• WRITTEN PROBLEM
Reproduce word for word the portion of the data below that begins with the line containing "the golden retriever" and continues through the end of the data, with both ends included. Give nothing else.

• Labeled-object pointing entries
— START —

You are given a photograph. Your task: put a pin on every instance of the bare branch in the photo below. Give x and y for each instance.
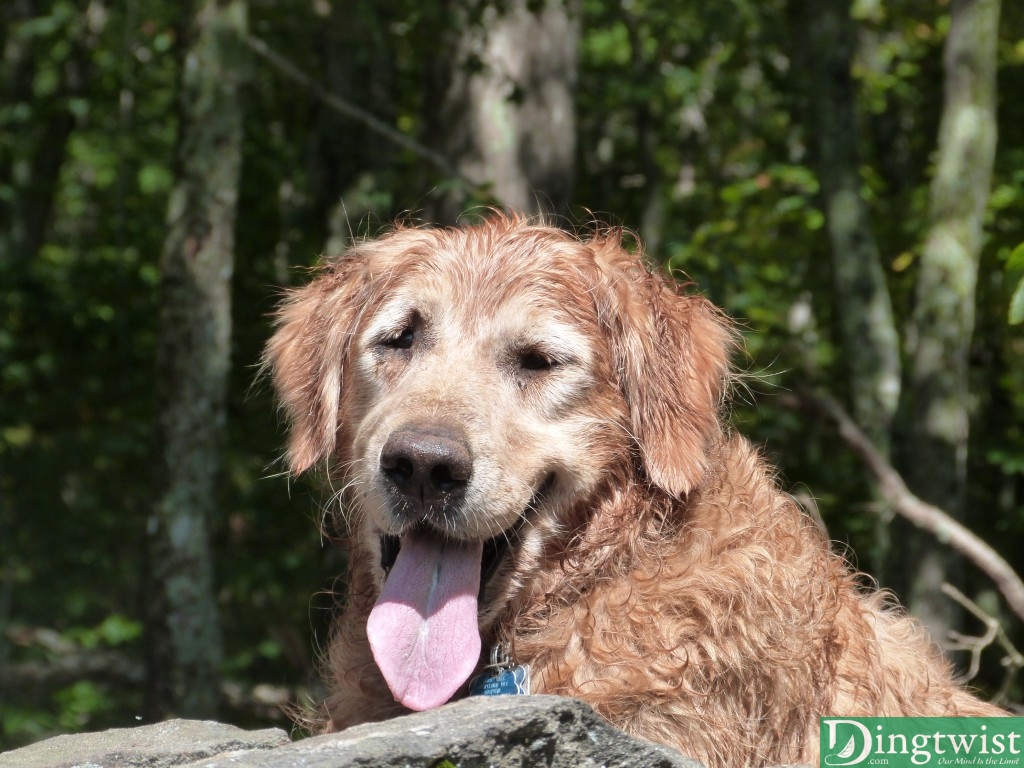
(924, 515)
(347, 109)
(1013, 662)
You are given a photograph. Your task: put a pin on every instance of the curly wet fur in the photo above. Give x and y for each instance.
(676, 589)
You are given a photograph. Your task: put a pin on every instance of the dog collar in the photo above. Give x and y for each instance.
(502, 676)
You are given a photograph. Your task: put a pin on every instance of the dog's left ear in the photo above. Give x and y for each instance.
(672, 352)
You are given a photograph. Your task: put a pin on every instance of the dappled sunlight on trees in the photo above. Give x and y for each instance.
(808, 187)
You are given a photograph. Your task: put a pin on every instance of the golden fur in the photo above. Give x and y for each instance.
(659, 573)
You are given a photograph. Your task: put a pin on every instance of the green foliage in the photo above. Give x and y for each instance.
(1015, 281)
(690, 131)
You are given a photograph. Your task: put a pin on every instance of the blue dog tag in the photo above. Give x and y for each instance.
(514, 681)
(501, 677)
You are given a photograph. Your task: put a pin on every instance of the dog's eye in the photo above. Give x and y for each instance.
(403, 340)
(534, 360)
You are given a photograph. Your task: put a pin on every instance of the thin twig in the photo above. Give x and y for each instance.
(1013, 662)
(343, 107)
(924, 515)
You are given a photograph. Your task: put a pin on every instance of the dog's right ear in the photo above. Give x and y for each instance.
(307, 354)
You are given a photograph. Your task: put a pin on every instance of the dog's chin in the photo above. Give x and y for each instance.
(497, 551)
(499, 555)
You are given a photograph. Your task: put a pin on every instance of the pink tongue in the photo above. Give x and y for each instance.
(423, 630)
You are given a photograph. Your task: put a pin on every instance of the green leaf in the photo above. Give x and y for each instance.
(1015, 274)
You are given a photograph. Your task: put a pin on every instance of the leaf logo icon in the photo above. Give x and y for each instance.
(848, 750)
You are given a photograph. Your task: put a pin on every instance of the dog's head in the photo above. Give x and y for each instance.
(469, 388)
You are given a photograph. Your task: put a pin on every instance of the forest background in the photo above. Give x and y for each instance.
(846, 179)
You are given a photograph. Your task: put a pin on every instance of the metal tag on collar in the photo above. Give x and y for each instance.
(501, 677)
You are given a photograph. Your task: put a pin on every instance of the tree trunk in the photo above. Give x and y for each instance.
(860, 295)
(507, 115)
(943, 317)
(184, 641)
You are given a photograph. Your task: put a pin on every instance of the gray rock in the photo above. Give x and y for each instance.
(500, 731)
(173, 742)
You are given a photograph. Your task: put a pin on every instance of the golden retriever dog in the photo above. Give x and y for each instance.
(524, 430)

— END —

• TASK SOLUTION
You are given a photograph. Your task: put a pin on every instance of the golden retriever dog in the photo above. Give x and y for each instance.
(524, 430)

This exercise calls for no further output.